## Tasks and exercises
[1] According to the oil market passage, what share of global oil supply is controlled by OPEC and its partners?
[2] Reproduce the oil market passage from "As a result, the" up to and including "from now on.".
[3] Do these statements agree with the oil market passage? (a) BP estimates that global demand is back above 100 million barrels a day. (b) OPEC and its partners raised output by 400,000 barrels a day in October. (c) China accounts for half of world manufacturing. Answer yes or no for each, quoting the words from the passage that decide it.

## Passage

◆ ◆ ◆ ◆ ◆ ◆ ◆

Sadly for the global economy, the oil market doesn’t even have the modest consolation of coherent policy right now.
On the one hand, there is the Organization of the Petroleum Exporting Countries and its partners, notably Russia. This group, which controls around 40% of global oil supply and has the only significant spare capacity that can be easily turned on and off, has promised to raise their output by 400,000 barrels a day every month until it has reversed all the output reductions it made at the start of the pandemic to keep the market balanced.
Unfortunately it’s doing no such thing. Past indiscipline, corruption and shockingly poor governance have left many of its members unable to pump. According to Petroleum Argus, the bloc only managed to raise it by 230,000 barrels a day in October. Failure to keep up with scheduled increases in previous months means that it’s currently pumping 690,000 b/d less than it had led the world to expect by now.
As a result, the production-sharing deal between the world’s big exporters is looking less and less fit for purpose. And with prices at a level that will reward quota-busting, the pretense of cooperation is likely to come under increasing pressure from now on.
On the other side of the table are the world’s major consumers, who are too frightened to withdraw the unprecedented stimulus that they rushed to provide in the first days of the pandemic. With the U.S. economy having ridden out a summer soft patch due to the Delta variant of Covid-19, the world is seeing an almighty boom, especially for goods that all need energy to be produced and delivered.
China, which accounts for 30% of world manufacturing, said its exports rose by a quarter in year-on-year terms in September, as U.S. and European businesses rushed to stock their shelves with consumer goods for the holiday season. Air travel continues to recover (the U.S. reopened its gates to transatlantic travelers as of this week). With such factors in mind, BP (NYSE:BP) estimates that global demand is already back at over 100 million barrels a day.
Which makes the policy-making confusion in the U.S. all the more disconcerting. President Joe Biden is unwilling to encourage oil and gas production in the U.S. due to his green agenda. That leaves him no option but to appeal to OPEC and Russia to pump more – with predictable results.

◆ ◆ ◆ ◆ ◆ ◆ ◆

(Stored records)
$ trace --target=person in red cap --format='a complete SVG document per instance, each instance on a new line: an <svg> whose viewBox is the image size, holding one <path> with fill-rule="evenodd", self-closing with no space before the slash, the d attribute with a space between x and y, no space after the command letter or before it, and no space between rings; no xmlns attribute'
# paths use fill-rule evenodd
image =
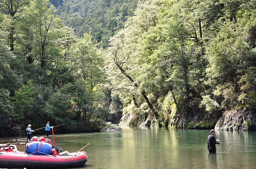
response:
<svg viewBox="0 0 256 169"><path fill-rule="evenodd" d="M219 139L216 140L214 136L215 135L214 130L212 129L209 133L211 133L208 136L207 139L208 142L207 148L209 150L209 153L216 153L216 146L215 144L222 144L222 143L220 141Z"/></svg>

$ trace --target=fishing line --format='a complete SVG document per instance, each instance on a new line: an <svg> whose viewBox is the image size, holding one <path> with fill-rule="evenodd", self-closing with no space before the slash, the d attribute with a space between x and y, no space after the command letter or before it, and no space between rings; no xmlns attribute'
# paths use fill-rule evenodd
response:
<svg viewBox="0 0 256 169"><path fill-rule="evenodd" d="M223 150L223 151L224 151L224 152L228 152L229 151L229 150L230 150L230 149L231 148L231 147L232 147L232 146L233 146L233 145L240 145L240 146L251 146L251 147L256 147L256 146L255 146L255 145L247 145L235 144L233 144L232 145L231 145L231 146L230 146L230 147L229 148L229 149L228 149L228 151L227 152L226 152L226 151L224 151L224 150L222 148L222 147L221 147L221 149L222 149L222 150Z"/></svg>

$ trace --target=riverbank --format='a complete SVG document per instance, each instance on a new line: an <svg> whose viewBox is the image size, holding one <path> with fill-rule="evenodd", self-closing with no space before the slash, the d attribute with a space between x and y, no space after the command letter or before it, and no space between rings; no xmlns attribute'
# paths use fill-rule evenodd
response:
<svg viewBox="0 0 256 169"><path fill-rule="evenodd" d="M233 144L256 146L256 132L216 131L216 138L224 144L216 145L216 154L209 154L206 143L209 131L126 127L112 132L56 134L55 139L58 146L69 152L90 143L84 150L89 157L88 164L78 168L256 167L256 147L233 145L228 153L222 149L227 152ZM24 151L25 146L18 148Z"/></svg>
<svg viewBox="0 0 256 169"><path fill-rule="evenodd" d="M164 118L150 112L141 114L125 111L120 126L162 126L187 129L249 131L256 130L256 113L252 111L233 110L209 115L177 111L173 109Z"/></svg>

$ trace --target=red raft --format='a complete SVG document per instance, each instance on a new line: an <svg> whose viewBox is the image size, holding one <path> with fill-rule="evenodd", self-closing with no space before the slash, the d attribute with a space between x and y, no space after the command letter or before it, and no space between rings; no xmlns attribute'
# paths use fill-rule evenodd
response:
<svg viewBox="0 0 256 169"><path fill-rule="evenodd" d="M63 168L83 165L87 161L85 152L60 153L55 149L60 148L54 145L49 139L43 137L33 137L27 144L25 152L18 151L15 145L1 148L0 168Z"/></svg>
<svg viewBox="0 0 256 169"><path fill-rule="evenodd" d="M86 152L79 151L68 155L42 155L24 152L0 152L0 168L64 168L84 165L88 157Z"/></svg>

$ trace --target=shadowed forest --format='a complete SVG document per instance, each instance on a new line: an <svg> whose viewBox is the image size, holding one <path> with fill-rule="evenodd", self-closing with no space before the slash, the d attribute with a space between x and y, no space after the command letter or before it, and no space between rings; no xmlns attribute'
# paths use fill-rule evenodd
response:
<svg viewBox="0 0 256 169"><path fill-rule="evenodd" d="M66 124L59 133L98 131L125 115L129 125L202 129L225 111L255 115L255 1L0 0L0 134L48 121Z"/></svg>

◆ ◆ ◆ ◆ ◆ ◆ ◆

## Answers to this exercise
[1] Around 40%.

[2]
As a result, the production-sharing deal between the world’s big exporters is looking less and less fit for purpose. And with prices at a level that will reward quota-busting, the pretense of cooperation is likely to come under increasing pressure from now on.

[3]
(a) Yes: "BP (NYSE:BP) estimates that global demand is already back at over 100 million barrels a day."
(b) No: "the bloc only managed to raise it by 230,000 barrels a day in October."
(c) No: "China, which accounts for 30% of world manufacturing"